Every entry below must appear again, exactly as written.

* START Provided data *

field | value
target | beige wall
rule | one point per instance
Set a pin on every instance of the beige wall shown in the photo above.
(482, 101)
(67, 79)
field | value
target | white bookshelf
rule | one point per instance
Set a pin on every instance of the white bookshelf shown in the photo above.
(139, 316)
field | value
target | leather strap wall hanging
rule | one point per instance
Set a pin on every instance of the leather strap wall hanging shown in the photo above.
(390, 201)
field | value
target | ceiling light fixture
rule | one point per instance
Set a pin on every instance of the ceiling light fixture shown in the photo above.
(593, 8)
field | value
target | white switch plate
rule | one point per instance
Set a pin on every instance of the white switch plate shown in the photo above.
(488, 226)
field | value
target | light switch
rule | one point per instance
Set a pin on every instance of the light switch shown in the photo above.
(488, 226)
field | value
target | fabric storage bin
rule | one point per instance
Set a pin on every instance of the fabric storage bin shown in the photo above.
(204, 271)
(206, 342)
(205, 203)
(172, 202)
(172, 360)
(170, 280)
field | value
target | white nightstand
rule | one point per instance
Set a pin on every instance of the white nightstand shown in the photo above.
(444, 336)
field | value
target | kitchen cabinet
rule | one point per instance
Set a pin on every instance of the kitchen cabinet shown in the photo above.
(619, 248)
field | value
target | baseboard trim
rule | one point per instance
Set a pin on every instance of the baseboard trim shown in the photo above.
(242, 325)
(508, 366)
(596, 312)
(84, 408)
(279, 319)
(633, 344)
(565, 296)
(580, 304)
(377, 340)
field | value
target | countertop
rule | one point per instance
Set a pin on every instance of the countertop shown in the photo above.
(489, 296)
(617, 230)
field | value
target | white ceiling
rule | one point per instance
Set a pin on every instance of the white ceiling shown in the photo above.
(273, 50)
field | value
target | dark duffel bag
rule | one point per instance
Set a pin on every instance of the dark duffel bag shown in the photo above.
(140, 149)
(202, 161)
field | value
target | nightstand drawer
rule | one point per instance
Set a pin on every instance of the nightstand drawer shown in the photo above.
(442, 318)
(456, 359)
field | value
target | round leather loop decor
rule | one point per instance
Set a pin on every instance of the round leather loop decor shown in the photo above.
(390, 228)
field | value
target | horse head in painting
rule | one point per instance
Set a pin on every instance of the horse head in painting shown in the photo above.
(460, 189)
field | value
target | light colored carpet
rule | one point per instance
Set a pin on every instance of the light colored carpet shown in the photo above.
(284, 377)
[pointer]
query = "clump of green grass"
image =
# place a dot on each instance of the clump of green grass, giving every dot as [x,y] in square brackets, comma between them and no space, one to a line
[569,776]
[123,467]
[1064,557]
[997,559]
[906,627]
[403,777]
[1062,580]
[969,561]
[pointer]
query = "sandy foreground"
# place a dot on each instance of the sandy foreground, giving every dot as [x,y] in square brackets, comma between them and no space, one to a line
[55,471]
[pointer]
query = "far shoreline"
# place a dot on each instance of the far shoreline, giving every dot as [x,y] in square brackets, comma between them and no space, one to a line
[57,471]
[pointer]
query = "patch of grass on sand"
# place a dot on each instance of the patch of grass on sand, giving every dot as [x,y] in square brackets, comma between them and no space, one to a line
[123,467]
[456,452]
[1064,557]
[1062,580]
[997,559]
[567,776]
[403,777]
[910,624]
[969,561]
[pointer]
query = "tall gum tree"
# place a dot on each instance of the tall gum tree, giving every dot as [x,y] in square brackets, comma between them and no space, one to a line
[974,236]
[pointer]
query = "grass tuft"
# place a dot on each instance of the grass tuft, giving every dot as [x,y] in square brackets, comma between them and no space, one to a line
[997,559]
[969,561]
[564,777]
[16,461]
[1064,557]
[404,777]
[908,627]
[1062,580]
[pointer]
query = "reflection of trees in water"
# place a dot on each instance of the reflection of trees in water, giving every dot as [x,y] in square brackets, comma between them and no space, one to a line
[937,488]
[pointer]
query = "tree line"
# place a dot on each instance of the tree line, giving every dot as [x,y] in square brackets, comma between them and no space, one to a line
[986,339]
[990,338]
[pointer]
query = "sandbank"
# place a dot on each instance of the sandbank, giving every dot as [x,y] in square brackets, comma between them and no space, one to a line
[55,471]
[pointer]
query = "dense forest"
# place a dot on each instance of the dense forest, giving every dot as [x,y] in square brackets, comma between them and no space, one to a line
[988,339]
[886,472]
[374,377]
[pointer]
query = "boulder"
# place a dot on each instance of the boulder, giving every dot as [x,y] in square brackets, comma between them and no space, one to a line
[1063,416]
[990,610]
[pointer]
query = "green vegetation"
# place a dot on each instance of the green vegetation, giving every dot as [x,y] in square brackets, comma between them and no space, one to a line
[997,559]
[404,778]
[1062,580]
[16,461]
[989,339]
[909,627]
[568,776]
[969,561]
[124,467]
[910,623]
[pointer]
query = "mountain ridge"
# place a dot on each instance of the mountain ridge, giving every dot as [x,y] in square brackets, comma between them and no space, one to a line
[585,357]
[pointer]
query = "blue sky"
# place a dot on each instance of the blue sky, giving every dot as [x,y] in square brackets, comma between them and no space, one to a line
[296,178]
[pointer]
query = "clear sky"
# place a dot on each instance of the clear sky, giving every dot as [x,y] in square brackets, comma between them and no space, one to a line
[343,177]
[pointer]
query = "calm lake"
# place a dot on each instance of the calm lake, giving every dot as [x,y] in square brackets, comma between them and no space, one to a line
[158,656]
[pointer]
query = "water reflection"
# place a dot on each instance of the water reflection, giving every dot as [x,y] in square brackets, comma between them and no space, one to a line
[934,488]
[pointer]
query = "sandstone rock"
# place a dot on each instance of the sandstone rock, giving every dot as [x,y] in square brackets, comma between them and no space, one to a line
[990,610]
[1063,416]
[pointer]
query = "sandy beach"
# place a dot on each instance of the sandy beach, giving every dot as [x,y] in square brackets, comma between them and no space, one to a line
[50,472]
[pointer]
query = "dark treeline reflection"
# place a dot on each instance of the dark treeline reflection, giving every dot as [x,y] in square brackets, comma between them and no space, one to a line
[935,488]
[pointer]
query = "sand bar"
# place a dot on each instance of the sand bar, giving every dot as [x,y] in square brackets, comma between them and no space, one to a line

* END Provided data *

Response for this exercise:
field | value
target | beige wall
rule | one point per instance
Set a pin on every instance of the beige wall shown in the photo above.
(482, 101)
(67, 79)
field | value
target | white bookshelf
rule | one point per instance
Set a pin on every instance of the white bookshelf shown in the photo above.
(139, 316)
field | value
target | leather strap wall hanging
rule | one point per instance
Set a pin on every instance of the leather strap wall hanging shown in the photo above.
(390, 201)
field | value
target | ceiling light fixture
rule | one point per instance
Set a pin on every instance of the ceiling light fixture shown in the photo above.
(593, 8)
field | value
target | white switch plate
rule | one point per instance
Set a pin on every instance of the white switch plate shown in the photo above.
(488, 226)
field | value
target | light switch
rule | one point per instance
Set a pin on every instance of the light switch shown in the photo above.
(488, 226)
field | value
target | fabric storage bin
rule | one point per instance
Set a pin on every instance of the fabric storage bin shown in the photo above.
(204, 271)
(206, 342)
(205, 203)
(172, 202)
(172, 360)
(170, 280)
field | value
target | white nightstand
rule | one point per instance
Set a pin on every instance of the white nightstand shown in the photo above.
(444, 336)
field | value
target | kitchen cabinet
rule | one point per instance
Set a pin on every instance of the kitchen cabinet shown in the photo above.
(619, 248)
field | value
target | baseboard trim
rule | one point per instance
Set a pin on every instance of the baseboard trim shown in the photo above.
(242, 325)
(508, 366)
(596, 312)
(84, 408)
(279, 319)
(633, 344)
(565, 296)
(580, 304)
(377, 340)
field | value
target | countertop
rule | one point per instance
Set a pin on every instance of the countertop shown in the photo above.
(489, 296)
(617, 230)
field | value
target | white ceiling
rule | one point per instance
Set a pin on every instance of the white ceiling shown in the photo above.
(273, 50)
field | value
target | dark duffel bag
rule | one point per instance
Set a pin on every instance of the dark duffel bag shown in the photo above.
(140, 149)
(202, 161)
field | value
target | nightstand drawer
rule | one point per instance
Set a pin on every instance of the nightstand drawer shown in the photo above.
(442, 318)
(456, 359)
field | value
target | round leather loop decor
rule | one point per instance
Set a pin on every instance of the round leather loop decor shown in the photo above.
(390, 228)
field | value
target | horse head in painting
rule | one point per instance
Set a pin on every instance of the horse head in painting shown in the photo above.
(460, 189)
field | value
target | light colored carpet
rule | one point per instance
Set a pin on every instance of the light colored carpet shown in the photo above.
(284, 377)
[pointer]
query = "clump of green grass"
image =
# place a dot on each instance of the clump of green grass, giving every dot as [x,y] in square brackets, comma between them and no space, one to a line
[569,776]
[123,467]
[1064,557]
[997,559]
[906,627]
[403,777]
[1062,580]
[969,561]
[pointer]
query = "sandy foreground"
# place a dot on each instance of the sandy foreground, giving every dot as [x,y] in square brackets, comma between them and no space, one to a line
[55,471]
[pointer]
query = "far shoreline"
# place a dot on each instance of the far shoreline, giving every dot as [x,y] in square brackets, comma between them and no space, one to a line
[57,471]
[pointer]
query = "patch of grass on sand"
# place a dot on each instance of the patch of grass on sand, giving every dot as [x,y] in square brackets, comma between them and no space, one to a line
[123,467]
[456,452]
[1064,557]
[1062,580]
[997,559]
[567,776]
[403,777]
[910,624]
[969,561]
[pointer]
query = "tall gum tree"
# place a dot on each instance of the tall gum tree, giving every dot as [x,y] in square brackets, comma between them and no space, one to a line
[974,236]
[pointer]
query = "grass tuft"
# place a dot on each instance of the grass tuft, giving every dot as [x,y] in square brackets, comma between them and no space, one to a line
[997,559]
[969,561]
[564,777]
[16,461]
[1064,557]
[404,777]
[908,627]
[1062,580]
[pointer]
query = "reflection of trees in water"
# place a dot on each instance of the reflection of trees in water, giving every dot as [x,y] in square brackets, comma between them and no space, one to a line
[937,488]
[pointer]
query = "tree line"
# place a dot on each instance of the tree line, giving every dot as [x,y] in square brackets, comma between them and no space, one to a line
[986,339]
[990,338]
[pointer]
query = "sandbank"
# place a dot on each instance of the sandbank, giving every dot as [x,y] in square brackets, comma between them and no space, one to a line
[55,471]
[pointer]
query = "dense forest"
# place a dot on each instance of the dense forest, giving every dot as [x,y] in square brackets, comma between them and no space, one to a line
[988,339]
[886,472]
[374,377]
[pointer]
query = "boulder"
# place a dot on each instance of the boulder, giving every dot as [x,y] in square brackets, comma between them and no space, one to a line
[1063,416]
[990,610]
[pointer]
query = "green vegetation"
# place a dot on each instance of the green vegetation, giving every dot as [x,y] in square brackets, comma between them and no space, one to a line
[997,559]
[404,778]
[1062,580]
[16,461]
[989,339]
[909,627]
[568,776]
[969,561]
[124,467]
[910,623]
[pointer]
query = "mountain ridge"
# place a dot on each instance of the mountain ridge, giving every dot as [x,y] in square brackets, comma between them and no space, one to a line
[585,357]
[pointer]
query = "blue sky"
# place a dot on each instance of the blue sky, giving every dot as [x,y] in square brackets, comma between them and no space, one to a line
[296,178]
[pointer]
query = "clear sky"
# place a dot on each instance of the clear sky, giving every dot as [x,y] in square brackets, comma between them and no space, one to a line
[343,177]
[pointer]
query = "calm lake"
# place a dot on each instance of the calm lake, giving every dot as [x,y] in square brackets, comma between them and no space, one to a line
[158,656]
[pointer]
query = "water reflection"
# place a dot on each instance of the water reflection, giving every dot as [x,y] in square brackets, comma between them and no space, one to a line
[934,488]
[pointer]
query = "sandstone rock"
# place a dot on each instance of the sandstone rock, giving every dot as [x,y] in square brackets, comma between them and no space, one to a line
[990,610]
[1063,416]
[pointer]
query = "sandy beach"
# place a dot on each instance of the sandy beach, giving every dot as [x,y] in square brackets, comma between them and no space, one to a line
[50,472]
[pointer]
query = "dark treeline reflection"
# place a dot on each instance of the dark treeline reflection, giving every dot as [x,y] in square brackets, comma between them and no space, one to a line
[935,488]
[pointer]
query = "sand bar"
# place a dot on each instance of the sand bar, giving every dot as [x,y] in square brackets, comma between them and no space, one to a line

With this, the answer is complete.